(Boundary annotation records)
----------

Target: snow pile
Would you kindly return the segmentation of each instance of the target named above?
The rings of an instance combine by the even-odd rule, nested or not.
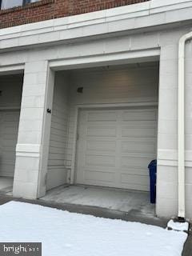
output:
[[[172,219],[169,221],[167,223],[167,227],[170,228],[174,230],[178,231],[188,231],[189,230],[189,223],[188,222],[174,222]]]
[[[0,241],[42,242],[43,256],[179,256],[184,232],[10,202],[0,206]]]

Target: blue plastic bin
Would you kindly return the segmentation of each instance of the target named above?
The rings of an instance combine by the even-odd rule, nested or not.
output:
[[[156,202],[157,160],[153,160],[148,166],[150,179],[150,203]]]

----------

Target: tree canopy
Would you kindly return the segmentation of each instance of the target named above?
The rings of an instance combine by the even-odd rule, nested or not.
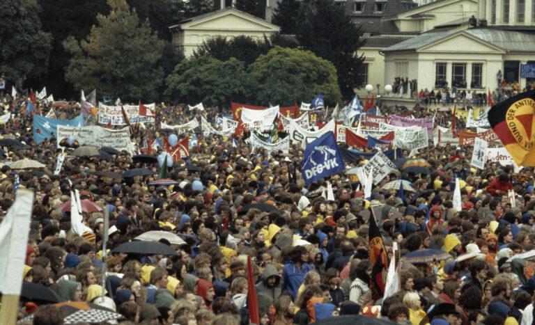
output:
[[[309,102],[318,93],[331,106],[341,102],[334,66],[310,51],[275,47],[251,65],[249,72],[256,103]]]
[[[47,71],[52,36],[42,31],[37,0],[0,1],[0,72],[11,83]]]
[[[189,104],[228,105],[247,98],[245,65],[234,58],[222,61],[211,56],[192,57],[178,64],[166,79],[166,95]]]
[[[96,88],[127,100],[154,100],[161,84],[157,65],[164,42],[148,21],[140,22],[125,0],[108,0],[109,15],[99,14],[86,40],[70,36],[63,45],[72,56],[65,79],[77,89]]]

----------

- [WHAT THIS TASK INVOLVES]:
Write the rows above as a numbered list, starting with the line that contains "Target: tree canopy" and going on through the line that contains "[[[47,71],[52,36],[42,31],[37,0],[0,1],[0,72],[11,83]]]", with blank lines omitted. Include no other lines, and leave out the picture.

- [ANSWER TO THIS EXERCISE]:
1. Target: tree canopy
2. Would you kindly return the segmentation of each instance of the target named above?
3. The rings of an instance combine by the even-odd rule, nested or not.
4. output:
5. [[[309,102],[318,93],[331,106],[341,102],[334,66],[310,51],[275,47],[251,65],[249,72],[256,103]]]
6. [[[47,71],[52,36],[42,31],[37,0],[0,1],[0,72],[11,83]]]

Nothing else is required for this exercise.